(WORK TO BE COMPLETED):
Pictures stay out, but every line of the data is copied exactly.

Data excerpts
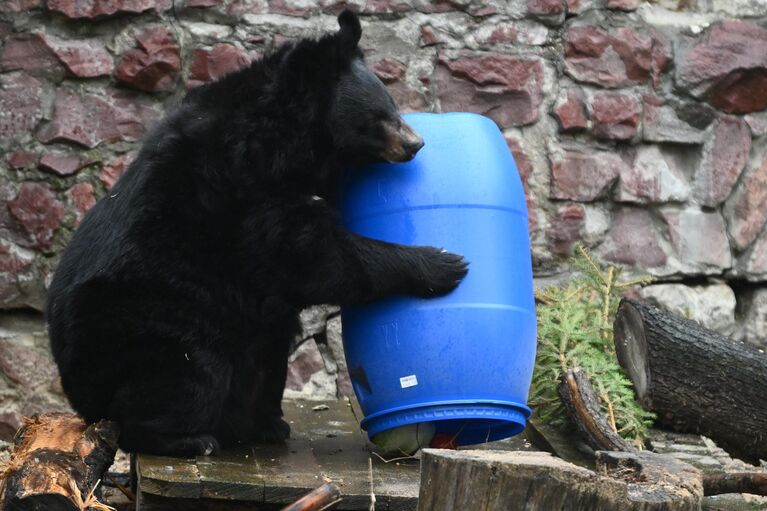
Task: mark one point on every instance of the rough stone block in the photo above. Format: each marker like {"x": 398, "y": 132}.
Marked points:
{"x": 570, "y": 111}
{"x": 583, "y": 175}
{"x": 698, "y": 239}
{"x": 746, "y": 209}
{"x": 675, "y": 121}
{"x": 655, "y": 176}
{"x": 507, "y": 88}
{"x": 153, "y": 65}
{"x": 723, "y": 158}
{"x": 727, "y": 65}
{"x": 615, "y": 116}
{"x": 21, "y": 107}
{"x": 212, "y": 64}
{"x": 38, "y": 212}
{"x": 615, "y": 59}
{"x": 634, "y": 240}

(ANSWER AREA):
Task: mark one point on every instance of the rough stone block in the photo above. Format: each marker like {"x": 398, "y": 132}.
Marked points:
{"x": 570, "y": 111}
{"x": 583, "y": 175}
{"x": 698, "y": 239}
{"x": 746, "y": 209}
{"x": 675, "y": 121}
{"x": 655, "y": 176}
{"x": 507, "y": 88}
{"x": 153, "y": 65}
{"x": 723, "y": 158}
{"x": 727, "y": 65}
{"x": 615, "y": 116}
{"x": 21, "y": 107}
{"x": 212, "y": 64}
{"x": 38, "y": 212}
{"x": 615, "y": 59}
{"x": 634, "y": 240}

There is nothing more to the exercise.